Summarize the thread on training bird dogs and housing training birds in two sentences.

-- start of Text passage --

Lot of good truths here.  
When you are training, change up the routine. Dogs are smart. If you train at the same field, using the same birds, they will get to giving you half-$#*(# effort. 
I start them on quail to build up the desire (should only literally take one or two) after that it's to pigeons unless the scenerio is extremely controlled (Dog on a CC with a launcher or something, or I have a helper) Then to pigeons. Then once they prove to me they are ready for quail, it's back to quail. 
One thing with quail. Regardless of breed, if they do not have the opportunity to fly in a large flight pen, they won't be worth a dang. 
But those Courturnix, in my opinion, are just awful. Bobs, if they come from the right place, can be pretty good. Or really bad.


----------



## einspänner (Sep 8, 2012)

All the suppliers around here had a 25 bird minimum, hence why I started with that many. It would be much better to get them as you need them. V-john and TR are way more experienced than I am, so I'd take their advice! 

Anyway here was my setup. 

It's 7'5"l x 4' 7"w x 4'10" h. Sort of a chicken coop style, with a ramp going down from the coop to an outdoor space enclosed with 1/2" hardware cloth. They rarely went in the coop actually. There's a nest box on the front with a hinged roof. They never used it, but it let me peek in. The whole front of the coop is also hinged to open for easy cleaning. I went with a "green roof" to help it blend in better in my suburban surroundings and grew some lettuce for them on top. I stuck some branches, straw, and leaves in there to give them some natural cover. I took it apart or I'd get some better pics for you. 

If quail are going to be a short term thing for you, I'd build something tailored to them more. I really enjoyed the quail and could see myself raising them in the future, so this setup works for me. I'll add some perches and nest boxes for the pigeons.


----------



## v-john (Jan 27, 2013)

This is my larger loft. I have two. The larger loft is 4x10 and it's divided into two sections. One section has a breeding area, with nest boxes. This area is the larger area with the young bird side. 
I really like this set up as it is easy to train them to go through the bobs, as they are constantly going through the door to get outside, into the aviary. They call it a "RedRose" design. Pretty easy to make and should hold more pigeons then you could ever want. 



This is a short video of the birds and their first flights. They are just learning to fly and learning the area and such. 
I hope the video works.


----------



## olofsonb (Dec 15, 2013)

I couldn't help but lol when the one pigeon flew into the roof. I agree, that's far more birds than I'll ever need. I was thinking maybe 4 birds... I can't really get away with having a huge coop on account I live with the in-laws.


----------



## texasred (Jan 29, 2012)

What I have found with my limited experience, is I train no two dogs the exact way. I try and look to the pup to let me know the next step, and how long we stay on the current one. I handle some dogs, more than I handle others. Self hunters I teach the birds come from me. Ones that want to stick/look to me, I teach birds can only be found without me. Some get more quail than others, before we move to pigeons.
As long as your not to hard on a pup, most things can be fixed. If it catches to many birds, you'll have to spend longer on the steadying process. But its not a epic fail.
As long as the dog is enjoying its time in the bird field, you have something to work with.

-- end of Text passage --
-- start of Given records --

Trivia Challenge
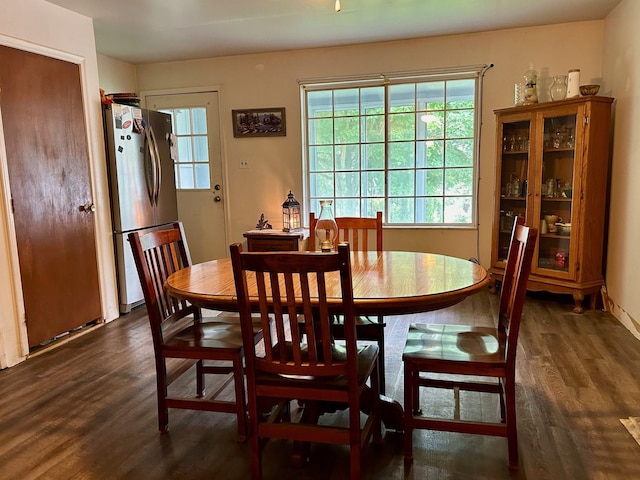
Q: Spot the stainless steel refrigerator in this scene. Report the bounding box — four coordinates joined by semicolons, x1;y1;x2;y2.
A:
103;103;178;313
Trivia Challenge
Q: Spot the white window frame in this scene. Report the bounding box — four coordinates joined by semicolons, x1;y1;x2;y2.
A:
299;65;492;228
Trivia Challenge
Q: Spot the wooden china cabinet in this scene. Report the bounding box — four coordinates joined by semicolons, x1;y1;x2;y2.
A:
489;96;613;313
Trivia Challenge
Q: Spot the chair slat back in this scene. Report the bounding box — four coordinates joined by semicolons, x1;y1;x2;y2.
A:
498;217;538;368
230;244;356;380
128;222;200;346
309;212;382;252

-- end of Given records --
-- start of Given records --

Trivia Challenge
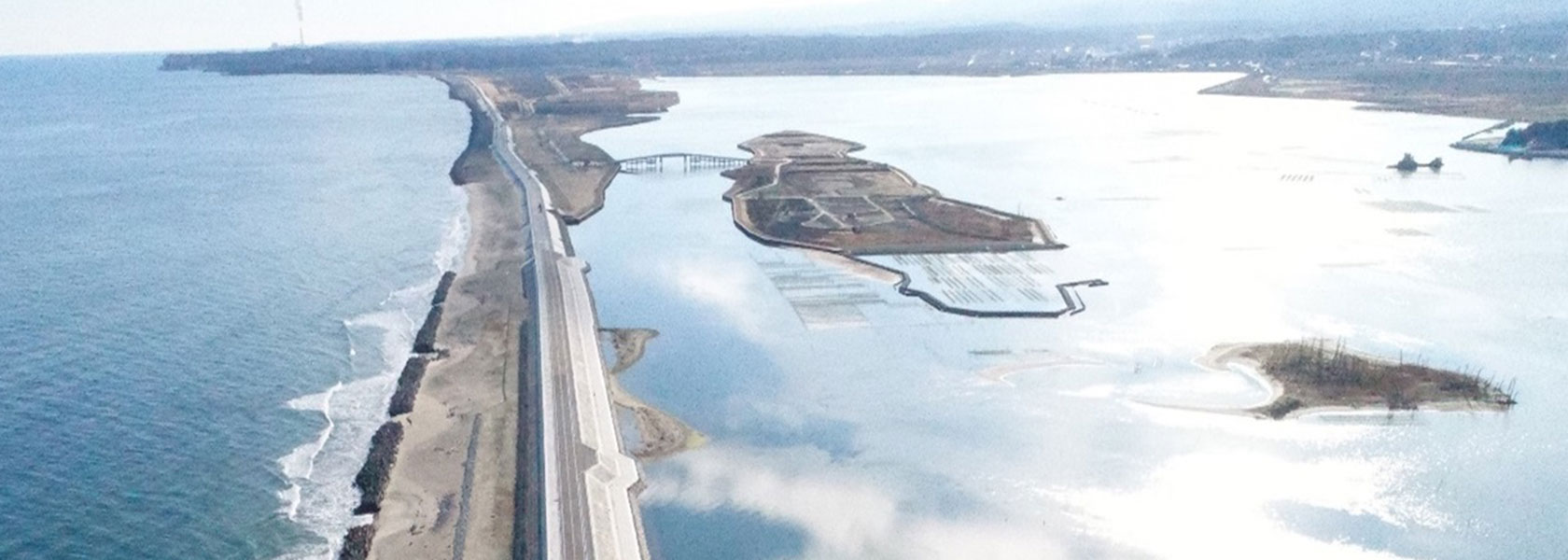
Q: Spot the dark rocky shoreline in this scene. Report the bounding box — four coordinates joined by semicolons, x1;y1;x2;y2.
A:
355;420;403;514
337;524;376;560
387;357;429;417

-- end of Given records --
-- start of Given records --

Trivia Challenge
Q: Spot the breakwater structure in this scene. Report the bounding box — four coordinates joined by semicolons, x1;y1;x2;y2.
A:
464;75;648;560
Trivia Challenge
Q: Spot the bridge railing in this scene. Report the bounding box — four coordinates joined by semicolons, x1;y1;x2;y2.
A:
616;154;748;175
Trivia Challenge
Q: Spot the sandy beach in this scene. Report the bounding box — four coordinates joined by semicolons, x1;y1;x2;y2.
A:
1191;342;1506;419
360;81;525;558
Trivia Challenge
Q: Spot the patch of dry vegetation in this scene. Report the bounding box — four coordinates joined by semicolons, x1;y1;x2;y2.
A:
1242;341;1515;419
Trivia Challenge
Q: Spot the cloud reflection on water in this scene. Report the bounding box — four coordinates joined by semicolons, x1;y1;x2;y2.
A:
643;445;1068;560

-- end of Given records --

Finished task — The posters recommend varying a dog's training routine, starting a pup on quail before moving to pigeons, and adjusting the approach to each dog, noting that most mistakes can be fixed as long as the dog enjoys its time in the bird field. They also describe their bird housing: a coop with a hinged front, a green roof, and a ramp to an outdoor run used for quail, and a 4x10 pigeon loft of the "RedRose" design divided into two sections.